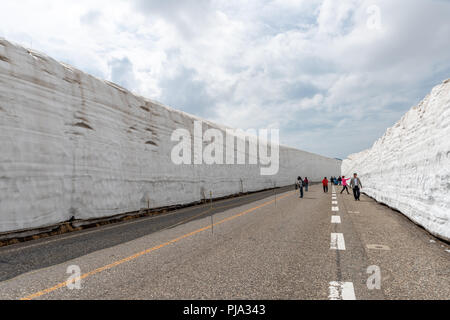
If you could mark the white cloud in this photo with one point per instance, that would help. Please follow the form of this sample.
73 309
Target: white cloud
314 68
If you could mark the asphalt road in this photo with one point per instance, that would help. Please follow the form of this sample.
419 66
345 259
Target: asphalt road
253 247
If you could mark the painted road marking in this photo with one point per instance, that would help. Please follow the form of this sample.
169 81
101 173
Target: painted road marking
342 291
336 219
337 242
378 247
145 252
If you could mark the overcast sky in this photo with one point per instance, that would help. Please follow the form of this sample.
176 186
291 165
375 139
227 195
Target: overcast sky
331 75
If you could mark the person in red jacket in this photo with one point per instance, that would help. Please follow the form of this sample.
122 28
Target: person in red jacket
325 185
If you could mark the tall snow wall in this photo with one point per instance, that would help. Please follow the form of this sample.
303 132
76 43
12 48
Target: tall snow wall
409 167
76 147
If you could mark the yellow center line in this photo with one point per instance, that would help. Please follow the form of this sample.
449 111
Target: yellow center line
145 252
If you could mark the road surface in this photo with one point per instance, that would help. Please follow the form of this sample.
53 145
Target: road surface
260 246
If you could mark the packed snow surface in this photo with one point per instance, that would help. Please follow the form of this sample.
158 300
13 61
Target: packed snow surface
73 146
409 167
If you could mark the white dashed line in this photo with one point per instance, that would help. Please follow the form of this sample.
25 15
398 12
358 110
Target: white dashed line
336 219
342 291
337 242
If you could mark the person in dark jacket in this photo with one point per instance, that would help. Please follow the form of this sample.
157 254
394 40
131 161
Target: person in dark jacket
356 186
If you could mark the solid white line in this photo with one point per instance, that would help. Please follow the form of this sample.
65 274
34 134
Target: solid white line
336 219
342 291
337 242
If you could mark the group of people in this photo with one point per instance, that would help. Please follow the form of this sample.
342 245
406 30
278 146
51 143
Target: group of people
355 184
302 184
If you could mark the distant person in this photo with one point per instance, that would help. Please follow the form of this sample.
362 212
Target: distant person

-*-

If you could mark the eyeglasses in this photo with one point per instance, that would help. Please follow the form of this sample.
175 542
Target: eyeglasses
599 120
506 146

-*-

- _What is expected_:
From the listing above, pull out every line that contains the string "group", treating uppercase and lowercase letters as different.

- _Complete answer_:
If you could mark the group of people in this photo with one point per instance, that would help. Please follow the form of this sample.
Target: group of people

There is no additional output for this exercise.